• [Task 1]: In the EUPL discussion, revise the passage that begins at "Although more than" and ends after "what is it?", replacing "news feed" with "timeline".
• [Task 2]: According to the EUPL discussion, which tool is licensed under the EUPL?

Reading about the EUPL (the European Union Public License). Very cool.

Anyone know off the top of their heads whether it provides the same protections of freedoms for server-side use that AGPL does?


"Although legally not compatible (for copyleft reasons) the #AGPL is very close to the #EUPL (which covers also SaaS). The AGPL is also included in the EUPLv1.2 downstream compatibility list (EUPL Appendix) - therefore the EUPL is compatible with the AGPL: you may distribute under the AGPL a larger derivative work integrating components covered by the EUPL and by the AGPL."

Although more than 10 years old and OSI certified, I never heard of #EUPL before but scrolling through the licenses news feed I found out that #PiHole is licensed under EUPL. So maybe thats one of the most known tools to our community that already makes use of that "new to me european license".

Guess I will have to read a bit more, why I should coose EUPL over (A)GPL and others or if I shouldn't. @aral

@hansvurst @aral i ran out of patience trying to find a summary on their site. what is it?

• [Information provided]:
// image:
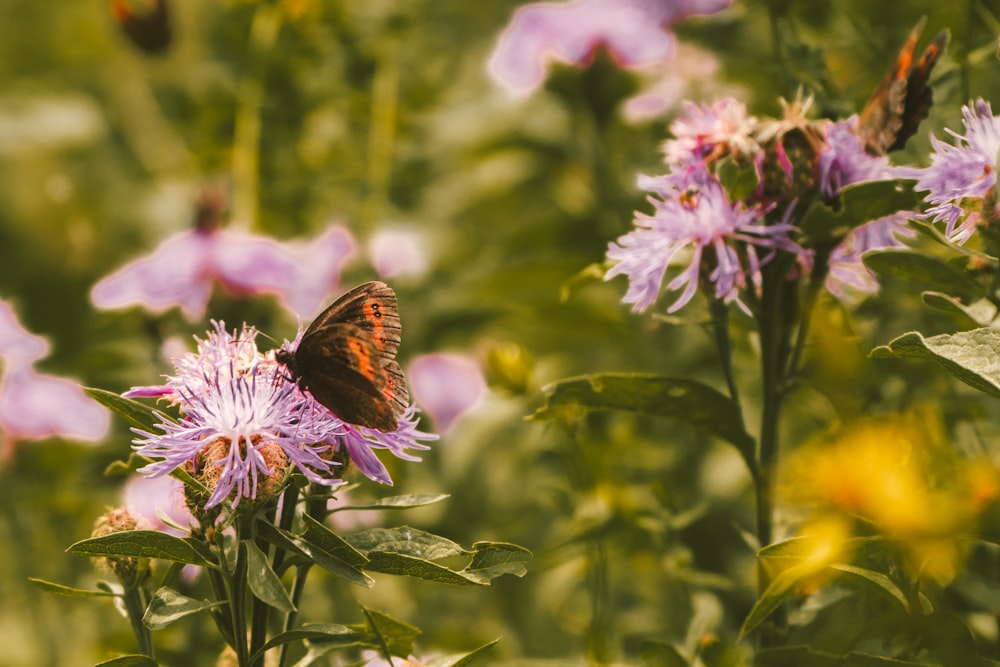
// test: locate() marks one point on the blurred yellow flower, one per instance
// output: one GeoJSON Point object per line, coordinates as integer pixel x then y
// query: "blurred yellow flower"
{"type": "Point", "coordinates": [899, 477]}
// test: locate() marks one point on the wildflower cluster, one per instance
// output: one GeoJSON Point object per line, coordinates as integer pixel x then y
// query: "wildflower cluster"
{"type": "Point", "coordinates": [244, 423]}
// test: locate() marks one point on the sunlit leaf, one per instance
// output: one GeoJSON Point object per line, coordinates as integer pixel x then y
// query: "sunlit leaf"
{"type": "Point", "coordinates": [135, 413]}
{"type": "Point", "coordinates": [168, 606]}
{"type": "Point", "coordinates": [689, 401]}
{"type": "Point", "coordinates": [858, 204]}
{"type": "Point", "coordinates": [462, 659]}
{"type": "Point", "coordinates": [263, 582]}
{"type": "Point", "coordinates": [128, 661]}
{"type": "Point", "coordinates": [297, 545]}
{"type": "Point", "coordinates": [923, 269]}
{"type": "Point", "coordinates": [971, 356]}
{"type": "Point", "coordinates": [141, 544]}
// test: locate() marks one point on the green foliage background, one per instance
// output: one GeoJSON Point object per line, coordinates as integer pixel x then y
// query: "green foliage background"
{"type": "Point", "coordinates": [381, 112]}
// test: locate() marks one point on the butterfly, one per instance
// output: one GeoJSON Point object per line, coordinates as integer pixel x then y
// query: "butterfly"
{"type": "Point", "coordinates": [903, 98]}
{"type": "Point", "coordinates": [346, 358]}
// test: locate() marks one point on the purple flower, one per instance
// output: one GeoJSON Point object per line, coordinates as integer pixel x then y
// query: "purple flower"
{"type": "Point", "coordinates": [239, 408]}
{"type": "Point", "coordinates": [36, 406]}
{"type": "Point", "coordinates": [184, 269]}
{"type": "Point", "coordinates": [396, 251]}
{"type": "Point", "coordinates": [446, 386]}
{"type": "Point", "coordinates": [961, 172]}
{"type": "Point", "coordinates": [318, 262]}
{"type": "Point", "coordinates": [17, 344]}
{"type": "Point", "coordinates": [635, 32]}
{"type": "Point", "coordinates": [694, 223]}
{"type": "Point", "coordinates": [845, 162]}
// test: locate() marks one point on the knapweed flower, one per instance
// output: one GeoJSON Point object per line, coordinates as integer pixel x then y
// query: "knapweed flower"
{"type": "Point", "coordinates": [962, 175]}
{"type": "Point", "coordinates": [243, 421]}
{"type": "Point", "coordinates": [446, 386]}
{"type": "Point", "coordinates": [703, 131]}
{"type": "Point", "coordinates": [184, 269]}
{"type": "Point", "coordinates": [36, 406]}
{"type": "Point", "coordinates": [694, 222]}
{"type": "Point", "coordinates": [845, 162]}
{"type": "Point", "coordinates": [635, 32]}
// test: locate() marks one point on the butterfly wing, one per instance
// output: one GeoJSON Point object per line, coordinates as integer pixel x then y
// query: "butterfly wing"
{"type": "Point", "coordinates": [346, 358]}
{"type": "Point", "coordinates": [903, 98]}
{"type": "Point", "coordinates": [340, 366]}
{"type": "Point", "coordinates": [371, 306]}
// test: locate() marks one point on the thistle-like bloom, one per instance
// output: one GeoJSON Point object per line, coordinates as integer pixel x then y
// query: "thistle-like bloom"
{"type": "Point", "coordinates": [242, 418]}
{"type": "Point", "coordinates": [635, 32]}
{"type": "Point", "coordinates": [695, 222]}
{"type": "Point", "coordinates": [962, 174]}
{"type": "Point", "coordinates": [185, 268]}
{"type": "Point", "coordinates": [845, 162]}
{"type": "Point", "coordinates": [33, 405]}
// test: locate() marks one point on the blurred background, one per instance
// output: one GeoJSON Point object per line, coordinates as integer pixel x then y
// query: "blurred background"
{"type": "Point", "coordinates": [381, 117]}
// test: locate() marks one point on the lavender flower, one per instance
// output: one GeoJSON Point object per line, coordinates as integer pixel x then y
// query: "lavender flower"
{"type": "Point", "coordinates": [635, 32]}
{"type": "Point", "coordinates": [242, 417]}
{"type": "Point", "coordinates": [845, 162]}
{"type": "Point", "coordinates": [694, 221]}
{"type": "Point", "coordinates": [961, 172]}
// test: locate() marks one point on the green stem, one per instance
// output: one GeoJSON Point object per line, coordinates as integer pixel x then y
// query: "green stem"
{"type": "Point", "coordinates": [249, 98]}
{"type": "Point", "coordinates": [135, 606]}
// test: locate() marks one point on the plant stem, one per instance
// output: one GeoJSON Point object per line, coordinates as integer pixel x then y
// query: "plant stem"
{"type": "Point", "coordinates": [135, 606]}
{"type": "Point", "coordinates": [249, 97]}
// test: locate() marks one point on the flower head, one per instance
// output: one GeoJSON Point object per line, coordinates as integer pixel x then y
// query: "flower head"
{"type": "Point", "coordinates": [244, 423]}
{"type": "Point", "coordinates": [184, 269]}
{"type": "Point", "coordinates": [961, 175]}
{"type": "Point", "coordinates": [694, 221]}
{"type": "Point", "coordinates": [635, 32]}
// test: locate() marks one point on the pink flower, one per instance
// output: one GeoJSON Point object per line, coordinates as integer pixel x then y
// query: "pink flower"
{"type": "Point", "coordinates": [446, 386]}
{"type": "Point", "coordinates": [152, 496]}
{"type": "Point", "coordinates": [35, 406]}
{"type": "Point", "coordinates": [635, 32]}
{"type": "Point", "coordinates": [398, 252]}
{"type": "Point", "coordinates": [318, 264]}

• [Exercise answer 1]:
Although more than 10 years old and OSI certified, I never heard of #EUPL before but scrolling through the licenses timeline I found out that #PiHole is licensed under EUPL. So maybe thats one of the most known tools to our community that already makes use of that "new to me european license".

Guess I will have to read a bit more, why I should coose EUPL over (A)GPL and others or if I shouldn't. @aral

@hansvurst @aral i ran out of patience trying to find a summary on their site. what is it?

• [Exercise answer 2]: PiHole